### 文档摘录
········
延迟调度的主要目的是提高数据本地性(data locality),减少数据在网络中的传输。对于那些输入数据不在本地的MapTask,调度器将会延迟调度他们,而把slot分配给那些具备本地性的MapTask。

  延迟调度的大体思想如下:

  若该job找到一个node-local的MapTask,则返回该task;若找不到,则延迟调度。即在nodeLocalityDelay时长内,重新找到一个node-local的MapTask并返回;

  否则等待时长超过nodeLocalityDelay之后,寻找一个rack-local的MapTask并返回;若找不到,则延迟调度。即在rackLocalityDelay时长内,重新找到一个rack-local的MapTask并返回;

  否则等待超过nodeLocalityDelay + rackLocalityDelay之后,重新寻找一个off-switch的MapTask并返回。

  FairScheduler.java中关于延迟调度的主要变量:

 long nodeLocalityDelay://node-local已经等待的时间
long rackLocalityDelay: //rack-local已经等待的时间
boolean skippedAtLastHeartbeat://该job是否被延迟调度(是否被跳过)
timeWaitedForLocalMap://自从上次MapTask被分配以来等待的时间
LocalityLevel lastMapLocalityLevel://上次分配的MapTask对应的本地级别
nodeLocalityDelay = rackLocalityDelay =
Math.min(15000 , (long) (1.5 * jobTracker.getNextHeartbeatInterval()));

  

  在fair scheduler中,每个job维护了两个变量用来完成延迟调度:最后一个被调度的MapTask的本地性级别(lastMapLocalityLevel)与自从这个job被跳过以来所等待的时间(timeWaitedForLocalMap)。工作流程如下(具体工作在FairScheduler.java的getAllowedLocalityLevel ()方法中完成):

 /**
* Get the maximum locality level at which a given job is allowed to
* launch tasks, based on how long it has been waiting for local tasks.
* This is used to implement the "delay scheduling" feature of the Fair
* Scheduler for optimizing data locality.
* If the job has no locality information (e.g. it does not use HDFS), this
* method returns LocalityLevel.ANY, allowing tasks at any level.
* Otherwise, the job can only launch tasks at its current locality level
* or lower, unless it has waited at least nodeLocalityDelay or
* rackLocalityDelay milliseconds depends on the current level. If it
* has waited (nodeLocalityDelay + rackLocalityDelay) milliseconds,
* it can go to any level.
*/
protected LocalityLevel getAllowedLocalityLevel(JobInProgress job,
long currentTime) {
JobInfo info = infos.get(job);
if (info == null) { // Job not in infos (shouldn't happen)
········
### 所给数据
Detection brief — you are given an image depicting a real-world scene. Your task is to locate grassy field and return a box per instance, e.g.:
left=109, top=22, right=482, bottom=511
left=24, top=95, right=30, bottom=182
········
### 要做的事
照抄讲延迟调度的那段文字里的一部分,一字不改:从含有“若该job找到一个node-local的”的那句开始,抄到“是否被延迟调度(是否被跳过)”为止。 这些材料是从别的地方拿来的。

### 本题结果
若该job找到一个node-local的MapTask,则返回该task;若找不到,则延迟调度。即在nodeLocalityDelay时长内,重新找到一个node-local的MapTask并返回;

  否则等待时长超过nodeLocalityDelay之后,寻找一个rack-local的MapTask并返回;若找不到,则延迟调度。即在rackLocalityDelay时长内,重新找到一个rack-local的MapTask并返回;

  否则等待超过nodeLocalityDelay + rackLocalityDelay之后,重新寻找一个off-switch的MapTask并返回。

  FairScheduler.java中关于延迟调度的主要变量:

 long nodeLocalityDelay://node-local已经等待的时间
long rackLocalityDelay: //rack-local已经等待的时间
boolean skippedAtLastHeartbeat://该job是否被延迟调度(是否被跳过)